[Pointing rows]
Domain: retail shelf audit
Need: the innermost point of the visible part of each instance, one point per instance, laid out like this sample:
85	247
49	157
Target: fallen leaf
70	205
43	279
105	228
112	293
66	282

▶ Short exercise:
Render the rows above as a numbered list, one line per item, leaving out any blank lines.

▶ Problem solution:
1. Domain: retail shelf audit
2. Need: the innermost point of the visible part of each instance, one point per instance, laid out like this sample:
3. 85	247
4. 49	157
5. Target: fallen leaf
6. 70	205
7. 43	279
8. 105	228
9. 112	293
10. 66	282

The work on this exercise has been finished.